Exercise goal
The lines to retype are the one with "Annotation task: tag one point per instance of the office" and all that follow it to the end of the entries below; copy them exactly and nothing else.

======== Supplied entries

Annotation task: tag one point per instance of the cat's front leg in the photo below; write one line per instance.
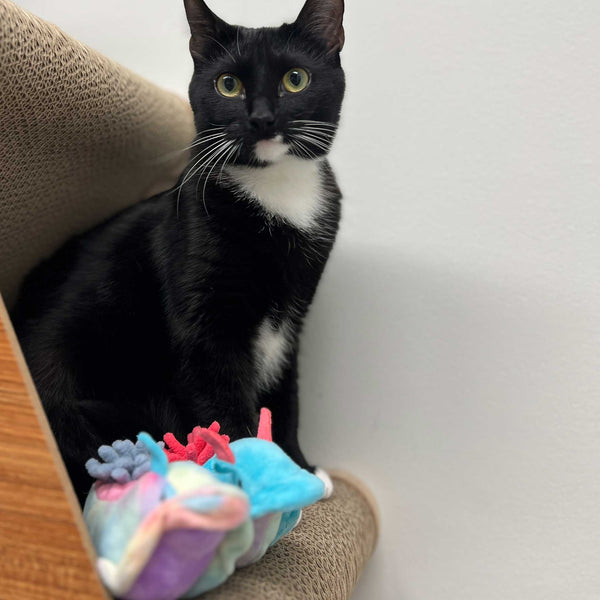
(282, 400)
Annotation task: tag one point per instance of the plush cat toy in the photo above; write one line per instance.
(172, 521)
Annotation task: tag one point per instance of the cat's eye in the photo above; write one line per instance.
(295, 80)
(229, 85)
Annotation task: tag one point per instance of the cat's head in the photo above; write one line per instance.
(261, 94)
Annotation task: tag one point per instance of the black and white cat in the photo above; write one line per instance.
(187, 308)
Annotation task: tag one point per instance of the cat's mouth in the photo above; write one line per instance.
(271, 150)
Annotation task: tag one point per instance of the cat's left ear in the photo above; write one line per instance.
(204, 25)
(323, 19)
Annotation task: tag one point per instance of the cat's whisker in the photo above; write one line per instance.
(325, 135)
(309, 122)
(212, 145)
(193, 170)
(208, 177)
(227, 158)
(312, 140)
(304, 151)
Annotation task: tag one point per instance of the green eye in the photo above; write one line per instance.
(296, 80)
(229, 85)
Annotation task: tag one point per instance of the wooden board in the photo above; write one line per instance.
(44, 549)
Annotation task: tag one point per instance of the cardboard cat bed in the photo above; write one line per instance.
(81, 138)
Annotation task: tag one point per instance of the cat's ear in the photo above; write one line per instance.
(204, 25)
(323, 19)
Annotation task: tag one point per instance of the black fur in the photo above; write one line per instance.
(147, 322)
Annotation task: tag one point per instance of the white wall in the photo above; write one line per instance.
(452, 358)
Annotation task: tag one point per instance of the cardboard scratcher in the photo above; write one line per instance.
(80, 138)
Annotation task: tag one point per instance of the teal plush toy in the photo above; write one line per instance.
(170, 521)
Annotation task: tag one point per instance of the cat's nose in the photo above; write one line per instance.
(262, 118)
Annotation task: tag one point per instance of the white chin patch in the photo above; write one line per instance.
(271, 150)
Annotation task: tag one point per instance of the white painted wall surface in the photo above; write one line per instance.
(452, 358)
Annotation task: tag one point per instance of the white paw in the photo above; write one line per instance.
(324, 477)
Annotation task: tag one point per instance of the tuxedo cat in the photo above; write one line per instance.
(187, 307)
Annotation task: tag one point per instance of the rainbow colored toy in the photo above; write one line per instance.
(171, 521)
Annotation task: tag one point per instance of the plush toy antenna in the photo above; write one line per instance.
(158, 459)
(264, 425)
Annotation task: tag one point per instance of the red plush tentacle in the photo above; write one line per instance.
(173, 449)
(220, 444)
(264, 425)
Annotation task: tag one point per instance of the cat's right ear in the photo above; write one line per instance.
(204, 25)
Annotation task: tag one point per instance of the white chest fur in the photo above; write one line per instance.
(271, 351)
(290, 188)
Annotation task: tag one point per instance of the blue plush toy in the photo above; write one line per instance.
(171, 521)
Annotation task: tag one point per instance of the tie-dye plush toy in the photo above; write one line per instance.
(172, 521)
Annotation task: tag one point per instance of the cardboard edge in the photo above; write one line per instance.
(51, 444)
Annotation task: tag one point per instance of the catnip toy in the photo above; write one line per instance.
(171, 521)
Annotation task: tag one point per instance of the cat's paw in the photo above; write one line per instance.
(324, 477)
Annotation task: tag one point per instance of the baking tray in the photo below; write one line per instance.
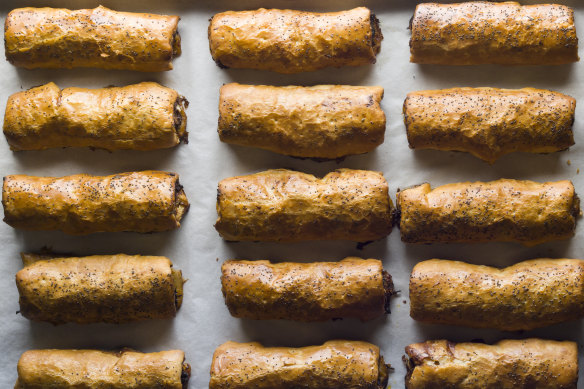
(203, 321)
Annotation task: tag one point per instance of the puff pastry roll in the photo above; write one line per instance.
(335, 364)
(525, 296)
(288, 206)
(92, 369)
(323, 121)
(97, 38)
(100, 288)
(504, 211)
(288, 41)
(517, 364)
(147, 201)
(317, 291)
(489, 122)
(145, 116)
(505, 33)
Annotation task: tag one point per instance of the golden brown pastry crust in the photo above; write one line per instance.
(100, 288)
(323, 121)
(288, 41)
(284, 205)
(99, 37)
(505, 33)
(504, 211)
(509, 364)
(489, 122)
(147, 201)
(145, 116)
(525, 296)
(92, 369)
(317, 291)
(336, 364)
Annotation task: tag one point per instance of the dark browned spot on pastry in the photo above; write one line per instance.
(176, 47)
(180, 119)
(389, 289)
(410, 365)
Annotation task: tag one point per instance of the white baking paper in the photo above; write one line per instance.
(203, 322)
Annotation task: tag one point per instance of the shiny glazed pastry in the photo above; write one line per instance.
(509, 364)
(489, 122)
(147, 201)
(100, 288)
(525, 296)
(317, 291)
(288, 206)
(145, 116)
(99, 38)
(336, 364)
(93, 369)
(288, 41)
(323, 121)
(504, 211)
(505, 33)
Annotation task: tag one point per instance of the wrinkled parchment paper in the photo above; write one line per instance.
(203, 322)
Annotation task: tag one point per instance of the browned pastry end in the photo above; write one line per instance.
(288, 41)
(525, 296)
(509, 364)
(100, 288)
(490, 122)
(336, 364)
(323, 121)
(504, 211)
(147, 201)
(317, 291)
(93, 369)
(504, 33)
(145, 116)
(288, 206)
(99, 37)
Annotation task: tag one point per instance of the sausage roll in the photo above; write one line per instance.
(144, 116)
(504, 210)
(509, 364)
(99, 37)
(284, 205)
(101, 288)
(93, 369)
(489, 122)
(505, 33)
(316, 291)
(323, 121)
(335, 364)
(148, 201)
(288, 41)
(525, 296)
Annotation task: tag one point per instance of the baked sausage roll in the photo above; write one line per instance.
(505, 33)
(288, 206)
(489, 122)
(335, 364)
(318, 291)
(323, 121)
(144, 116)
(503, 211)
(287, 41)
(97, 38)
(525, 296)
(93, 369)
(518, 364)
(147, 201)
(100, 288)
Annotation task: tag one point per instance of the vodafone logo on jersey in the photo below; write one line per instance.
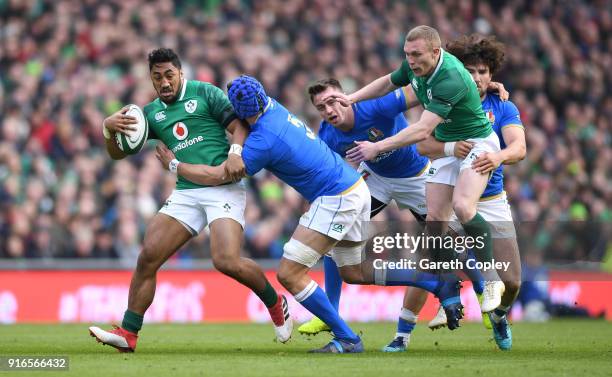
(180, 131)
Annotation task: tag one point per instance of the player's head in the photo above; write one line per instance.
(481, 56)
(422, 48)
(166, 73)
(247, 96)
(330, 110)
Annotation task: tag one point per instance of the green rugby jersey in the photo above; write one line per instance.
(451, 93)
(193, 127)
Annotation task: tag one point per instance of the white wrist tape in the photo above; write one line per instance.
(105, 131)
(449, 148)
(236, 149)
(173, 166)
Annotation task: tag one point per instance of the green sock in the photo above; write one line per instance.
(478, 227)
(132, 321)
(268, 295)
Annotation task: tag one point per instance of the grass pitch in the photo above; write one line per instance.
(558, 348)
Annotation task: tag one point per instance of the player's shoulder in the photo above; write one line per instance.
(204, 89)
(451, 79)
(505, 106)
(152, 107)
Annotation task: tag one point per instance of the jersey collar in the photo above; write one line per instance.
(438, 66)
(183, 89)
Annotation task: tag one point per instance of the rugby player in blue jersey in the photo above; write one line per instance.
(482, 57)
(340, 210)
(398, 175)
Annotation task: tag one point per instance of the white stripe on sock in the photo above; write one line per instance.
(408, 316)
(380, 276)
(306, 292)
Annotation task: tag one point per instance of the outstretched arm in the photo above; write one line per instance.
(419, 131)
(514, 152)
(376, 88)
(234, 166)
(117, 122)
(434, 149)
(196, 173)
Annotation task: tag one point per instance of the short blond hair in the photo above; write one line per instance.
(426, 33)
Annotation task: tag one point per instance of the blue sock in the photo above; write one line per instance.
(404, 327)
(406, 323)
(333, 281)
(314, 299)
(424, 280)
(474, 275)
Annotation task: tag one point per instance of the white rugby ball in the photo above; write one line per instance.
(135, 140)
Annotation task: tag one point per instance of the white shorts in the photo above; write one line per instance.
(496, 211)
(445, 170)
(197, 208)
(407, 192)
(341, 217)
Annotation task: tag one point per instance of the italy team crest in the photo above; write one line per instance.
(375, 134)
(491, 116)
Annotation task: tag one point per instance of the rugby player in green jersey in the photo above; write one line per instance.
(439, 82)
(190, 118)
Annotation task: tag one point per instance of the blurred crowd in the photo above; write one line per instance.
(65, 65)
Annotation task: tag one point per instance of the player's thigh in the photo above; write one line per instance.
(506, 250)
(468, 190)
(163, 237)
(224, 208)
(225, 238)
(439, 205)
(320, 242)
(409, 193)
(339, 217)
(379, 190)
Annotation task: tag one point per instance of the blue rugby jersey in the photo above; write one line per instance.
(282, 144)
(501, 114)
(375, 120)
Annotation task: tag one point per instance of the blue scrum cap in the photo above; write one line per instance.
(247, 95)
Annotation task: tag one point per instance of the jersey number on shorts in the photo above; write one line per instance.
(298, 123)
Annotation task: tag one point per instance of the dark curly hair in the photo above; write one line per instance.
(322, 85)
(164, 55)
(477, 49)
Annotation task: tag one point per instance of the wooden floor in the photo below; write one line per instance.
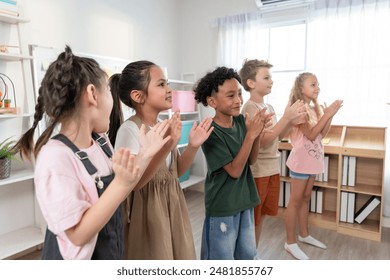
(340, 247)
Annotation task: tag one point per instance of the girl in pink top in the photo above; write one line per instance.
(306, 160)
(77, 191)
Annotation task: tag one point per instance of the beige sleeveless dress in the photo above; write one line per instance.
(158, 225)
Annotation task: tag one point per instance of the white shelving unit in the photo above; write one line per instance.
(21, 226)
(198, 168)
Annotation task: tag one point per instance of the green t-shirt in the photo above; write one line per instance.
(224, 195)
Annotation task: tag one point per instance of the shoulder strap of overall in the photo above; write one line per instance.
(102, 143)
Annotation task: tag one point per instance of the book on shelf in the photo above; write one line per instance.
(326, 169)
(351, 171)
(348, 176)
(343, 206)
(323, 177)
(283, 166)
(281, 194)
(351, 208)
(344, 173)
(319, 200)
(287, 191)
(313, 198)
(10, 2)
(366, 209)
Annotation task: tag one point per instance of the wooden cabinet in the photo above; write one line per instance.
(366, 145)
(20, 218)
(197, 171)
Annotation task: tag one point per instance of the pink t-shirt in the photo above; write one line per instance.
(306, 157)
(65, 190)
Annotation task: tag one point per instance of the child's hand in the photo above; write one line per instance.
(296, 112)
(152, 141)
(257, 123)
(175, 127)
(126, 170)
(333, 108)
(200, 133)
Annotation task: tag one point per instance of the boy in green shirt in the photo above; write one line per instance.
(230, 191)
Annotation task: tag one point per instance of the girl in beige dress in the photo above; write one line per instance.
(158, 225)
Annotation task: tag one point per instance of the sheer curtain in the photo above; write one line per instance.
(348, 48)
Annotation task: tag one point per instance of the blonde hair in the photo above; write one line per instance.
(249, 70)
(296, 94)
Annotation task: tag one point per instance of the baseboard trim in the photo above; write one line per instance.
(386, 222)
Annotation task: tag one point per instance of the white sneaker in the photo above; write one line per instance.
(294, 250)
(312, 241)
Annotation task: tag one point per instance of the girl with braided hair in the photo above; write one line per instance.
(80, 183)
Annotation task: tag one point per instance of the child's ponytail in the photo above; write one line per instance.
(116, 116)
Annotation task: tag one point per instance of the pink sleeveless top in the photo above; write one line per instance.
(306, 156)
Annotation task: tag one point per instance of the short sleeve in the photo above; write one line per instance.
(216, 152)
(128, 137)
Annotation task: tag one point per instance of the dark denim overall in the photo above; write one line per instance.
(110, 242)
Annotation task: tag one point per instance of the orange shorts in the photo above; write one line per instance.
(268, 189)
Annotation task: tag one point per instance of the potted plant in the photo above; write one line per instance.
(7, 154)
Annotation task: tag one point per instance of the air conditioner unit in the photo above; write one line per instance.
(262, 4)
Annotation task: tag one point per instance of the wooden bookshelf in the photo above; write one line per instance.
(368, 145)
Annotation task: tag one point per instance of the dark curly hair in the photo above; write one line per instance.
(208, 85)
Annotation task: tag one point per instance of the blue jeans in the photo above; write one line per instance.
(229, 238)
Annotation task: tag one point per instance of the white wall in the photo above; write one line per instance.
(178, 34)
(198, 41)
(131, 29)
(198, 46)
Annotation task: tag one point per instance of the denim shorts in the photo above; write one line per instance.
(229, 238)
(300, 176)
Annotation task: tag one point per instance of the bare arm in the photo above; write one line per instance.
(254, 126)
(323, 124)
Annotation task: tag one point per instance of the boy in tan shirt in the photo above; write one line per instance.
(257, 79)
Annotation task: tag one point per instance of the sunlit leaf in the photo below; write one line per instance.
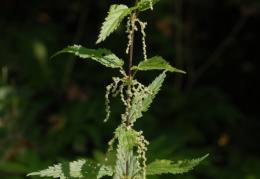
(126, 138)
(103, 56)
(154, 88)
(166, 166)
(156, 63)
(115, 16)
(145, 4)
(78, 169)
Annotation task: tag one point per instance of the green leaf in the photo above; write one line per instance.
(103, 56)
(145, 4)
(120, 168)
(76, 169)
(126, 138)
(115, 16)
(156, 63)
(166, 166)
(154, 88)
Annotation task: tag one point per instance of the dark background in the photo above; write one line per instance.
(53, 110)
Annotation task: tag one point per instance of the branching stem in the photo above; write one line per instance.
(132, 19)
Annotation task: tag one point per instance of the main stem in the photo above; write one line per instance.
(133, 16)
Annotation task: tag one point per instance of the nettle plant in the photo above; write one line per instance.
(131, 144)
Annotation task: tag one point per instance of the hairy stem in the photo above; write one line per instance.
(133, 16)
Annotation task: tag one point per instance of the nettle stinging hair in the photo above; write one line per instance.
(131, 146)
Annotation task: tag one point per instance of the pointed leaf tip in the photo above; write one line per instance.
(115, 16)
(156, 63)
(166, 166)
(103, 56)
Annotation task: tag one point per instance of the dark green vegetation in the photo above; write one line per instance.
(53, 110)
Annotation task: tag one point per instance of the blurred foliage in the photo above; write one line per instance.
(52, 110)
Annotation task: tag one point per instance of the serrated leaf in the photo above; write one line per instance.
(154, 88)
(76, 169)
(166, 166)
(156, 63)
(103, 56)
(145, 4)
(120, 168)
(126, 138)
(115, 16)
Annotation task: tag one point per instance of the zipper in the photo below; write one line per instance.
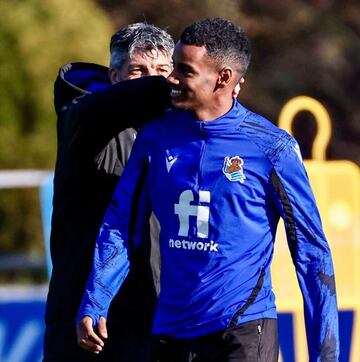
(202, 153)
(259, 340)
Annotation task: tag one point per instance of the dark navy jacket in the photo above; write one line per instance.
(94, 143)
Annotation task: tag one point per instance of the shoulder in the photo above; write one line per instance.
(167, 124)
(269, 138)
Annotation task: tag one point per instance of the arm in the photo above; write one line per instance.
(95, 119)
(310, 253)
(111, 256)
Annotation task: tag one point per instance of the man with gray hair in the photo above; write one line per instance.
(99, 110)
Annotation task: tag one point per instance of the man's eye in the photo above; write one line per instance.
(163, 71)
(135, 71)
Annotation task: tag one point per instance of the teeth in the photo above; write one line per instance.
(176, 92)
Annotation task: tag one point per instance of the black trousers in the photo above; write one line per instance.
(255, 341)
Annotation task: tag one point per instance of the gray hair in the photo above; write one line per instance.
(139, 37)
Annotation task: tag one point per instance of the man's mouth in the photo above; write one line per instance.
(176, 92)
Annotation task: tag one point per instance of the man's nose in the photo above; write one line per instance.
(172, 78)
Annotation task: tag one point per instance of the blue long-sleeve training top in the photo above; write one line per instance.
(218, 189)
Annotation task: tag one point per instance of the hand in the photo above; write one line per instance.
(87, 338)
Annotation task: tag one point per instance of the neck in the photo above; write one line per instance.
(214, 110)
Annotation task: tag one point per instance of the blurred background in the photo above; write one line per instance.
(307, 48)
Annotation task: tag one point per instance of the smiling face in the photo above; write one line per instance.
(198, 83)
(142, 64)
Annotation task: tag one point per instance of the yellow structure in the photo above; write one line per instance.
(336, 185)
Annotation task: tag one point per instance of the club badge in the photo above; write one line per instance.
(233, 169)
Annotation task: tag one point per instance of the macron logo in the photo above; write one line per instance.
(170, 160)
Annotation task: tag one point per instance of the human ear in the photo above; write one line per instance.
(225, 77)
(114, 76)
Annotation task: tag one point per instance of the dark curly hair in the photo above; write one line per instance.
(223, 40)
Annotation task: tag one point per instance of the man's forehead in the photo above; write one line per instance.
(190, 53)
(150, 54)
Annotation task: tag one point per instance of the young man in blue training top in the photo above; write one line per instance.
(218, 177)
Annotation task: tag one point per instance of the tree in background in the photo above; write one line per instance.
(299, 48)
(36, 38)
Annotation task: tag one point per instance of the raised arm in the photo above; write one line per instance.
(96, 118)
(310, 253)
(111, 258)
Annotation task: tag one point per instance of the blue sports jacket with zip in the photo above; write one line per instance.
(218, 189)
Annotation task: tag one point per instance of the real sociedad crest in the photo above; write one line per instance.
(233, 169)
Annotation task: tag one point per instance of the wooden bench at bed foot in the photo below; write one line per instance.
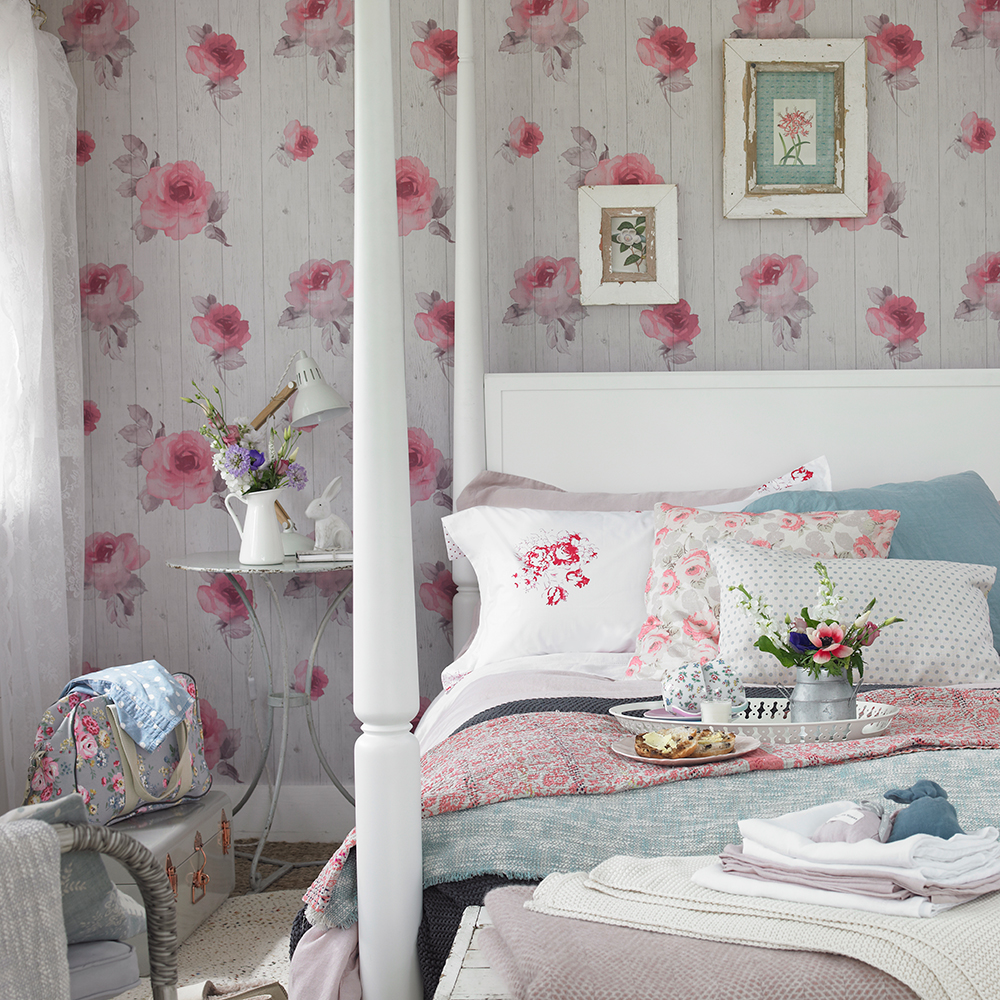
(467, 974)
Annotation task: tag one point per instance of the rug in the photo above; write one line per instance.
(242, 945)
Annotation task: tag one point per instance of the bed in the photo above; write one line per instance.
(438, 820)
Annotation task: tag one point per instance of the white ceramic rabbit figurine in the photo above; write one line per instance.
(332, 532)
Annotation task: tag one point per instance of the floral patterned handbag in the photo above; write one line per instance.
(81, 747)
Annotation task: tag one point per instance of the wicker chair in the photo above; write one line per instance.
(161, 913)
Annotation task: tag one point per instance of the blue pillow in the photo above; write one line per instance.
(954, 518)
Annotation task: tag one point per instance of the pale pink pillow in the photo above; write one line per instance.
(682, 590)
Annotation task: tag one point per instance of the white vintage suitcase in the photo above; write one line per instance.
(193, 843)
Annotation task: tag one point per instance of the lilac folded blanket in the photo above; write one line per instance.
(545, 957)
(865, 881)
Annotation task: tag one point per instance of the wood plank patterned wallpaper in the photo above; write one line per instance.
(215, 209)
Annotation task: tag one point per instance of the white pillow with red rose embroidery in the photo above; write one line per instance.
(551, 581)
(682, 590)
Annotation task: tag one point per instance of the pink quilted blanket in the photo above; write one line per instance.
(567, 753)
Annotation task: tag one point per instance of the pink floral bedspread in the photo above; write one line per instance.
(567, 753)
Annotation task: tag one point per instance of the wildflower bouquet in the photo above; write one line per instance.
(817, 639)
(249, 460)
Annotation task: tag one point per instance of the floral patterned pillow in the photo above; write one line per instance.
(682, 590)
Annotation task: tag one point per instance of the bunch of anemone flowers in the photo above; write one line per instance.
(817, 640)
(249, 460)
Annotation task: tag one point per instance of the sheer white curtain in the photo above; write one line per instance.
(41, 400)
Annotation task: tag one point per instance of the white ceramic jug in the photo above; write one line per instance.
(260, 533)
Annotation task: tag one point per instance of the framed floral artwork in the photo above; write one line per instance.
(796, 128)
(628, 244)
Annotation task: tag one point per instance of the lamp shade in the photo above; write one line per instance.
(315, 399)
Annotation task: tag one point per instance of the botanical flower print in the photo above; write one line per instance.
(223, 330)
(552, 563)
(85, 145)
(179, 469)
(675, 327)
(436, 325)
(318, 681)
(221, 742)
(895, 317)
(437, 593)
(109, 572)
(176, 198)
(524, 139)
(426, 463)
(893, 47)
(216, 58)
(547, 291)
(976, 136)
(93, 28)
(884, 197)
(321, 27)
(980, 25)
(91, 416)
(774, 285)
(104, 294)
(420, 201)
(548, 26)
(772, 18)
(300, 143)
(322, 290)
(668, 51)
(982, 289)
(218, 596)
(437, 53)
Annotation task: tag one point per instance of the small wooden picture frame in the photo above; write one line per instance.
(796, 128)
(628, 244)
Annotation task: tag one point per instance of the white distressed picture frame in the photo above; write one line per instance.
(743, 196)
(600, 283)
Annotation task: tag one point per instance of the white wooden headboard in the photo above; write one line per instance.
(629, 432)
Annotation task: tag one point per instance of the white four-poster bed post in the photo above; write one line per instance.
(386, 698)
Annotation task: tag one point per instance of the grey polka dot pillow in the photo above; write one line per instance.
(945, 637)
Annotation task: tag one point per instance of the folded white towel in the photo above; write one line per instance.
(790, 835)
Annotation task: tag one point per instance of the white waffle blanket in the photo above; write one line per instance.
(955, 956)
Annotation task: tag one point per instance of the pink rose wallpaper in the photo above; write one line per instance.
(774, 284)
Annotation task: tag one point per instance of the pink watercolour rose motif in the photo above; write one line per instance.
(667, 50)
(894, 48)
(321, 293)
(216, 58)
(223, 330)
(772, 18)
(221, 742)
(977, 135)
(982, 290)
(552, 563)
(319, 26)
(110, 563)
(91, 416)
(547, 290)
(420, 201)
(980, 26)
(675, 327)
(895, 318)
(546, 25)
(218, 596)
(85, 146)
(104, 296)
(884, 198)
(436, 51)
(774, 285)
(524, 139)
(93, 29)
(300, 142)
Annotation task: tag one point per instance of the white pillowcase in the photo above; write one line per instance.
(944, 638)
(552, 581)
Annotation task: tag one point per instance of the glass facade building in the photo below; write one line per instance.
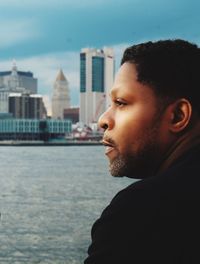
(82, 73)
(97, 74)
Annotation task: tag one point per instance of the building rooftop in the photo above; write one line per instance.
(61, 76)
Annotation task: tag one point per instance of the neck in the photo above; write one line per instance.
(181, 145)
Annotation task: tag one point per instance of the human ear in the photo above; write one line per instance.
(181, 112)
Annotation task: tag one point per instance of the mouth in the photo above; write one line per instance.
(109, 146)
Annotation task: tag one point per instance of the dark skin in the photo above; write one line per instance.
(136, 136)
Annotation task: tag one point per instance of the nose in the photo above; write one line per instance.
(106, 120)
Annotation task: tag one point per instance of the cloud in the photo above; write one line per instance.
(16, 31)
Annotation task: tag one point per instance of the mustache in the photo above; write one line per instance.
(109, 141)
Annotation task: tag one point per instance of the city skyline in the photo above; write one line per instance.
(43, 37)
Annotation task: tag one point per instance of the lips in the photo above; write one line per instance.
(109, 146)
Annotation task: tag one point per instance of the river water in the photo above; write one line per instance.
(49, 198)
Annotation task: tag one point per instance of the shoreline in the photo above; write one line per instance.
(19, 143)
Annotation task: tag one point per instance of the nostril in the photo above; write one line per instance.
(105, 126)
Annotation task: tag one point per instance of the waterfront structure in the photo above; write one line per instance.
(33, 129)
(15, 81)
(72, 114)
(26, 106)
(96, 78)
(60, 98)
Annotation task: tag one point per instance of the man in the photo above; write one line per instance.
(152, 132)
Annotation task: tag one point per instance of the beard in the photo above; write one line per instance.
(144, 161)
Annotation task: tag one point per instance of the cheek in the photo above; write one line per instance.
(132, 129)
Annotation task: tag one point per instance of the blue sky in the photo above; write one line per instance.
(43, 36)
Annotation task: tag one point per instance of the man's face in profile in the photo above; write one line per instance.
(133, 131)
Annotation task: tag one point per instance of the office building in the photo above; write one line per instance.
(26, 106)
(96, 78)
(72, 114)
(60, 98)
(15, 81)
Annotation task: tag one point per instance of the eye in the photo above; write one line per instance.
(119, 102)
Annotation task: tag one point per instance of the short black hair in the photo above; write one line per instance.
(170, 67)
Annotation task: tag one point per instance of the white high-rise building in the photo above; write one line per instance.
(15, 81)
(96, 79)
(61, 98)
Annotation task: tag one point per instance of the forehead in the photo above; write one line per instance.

================

Exercise solution
Annotation task: tag one point per instance of the office building in the photo above; write one line per instance.
(26, 106)
(96, 78)
(72, 114)
(60, 98)
(15, 81)
Annotation task: tag one point per instance of the eye in the photo above; write one line per instance.
(119, 102)
Annotation task: tag one point per instance of the short black hair in the photo above; write one line per instance.
(170, 67)
Annotation task: tag one point per instance of the white high-rise building in the photo above; write one line per instance.
(15, 81)
(96, 79)
(61, 98)
Annotation task: tag one point per instance of the forehead in the photo above; write one line per instance.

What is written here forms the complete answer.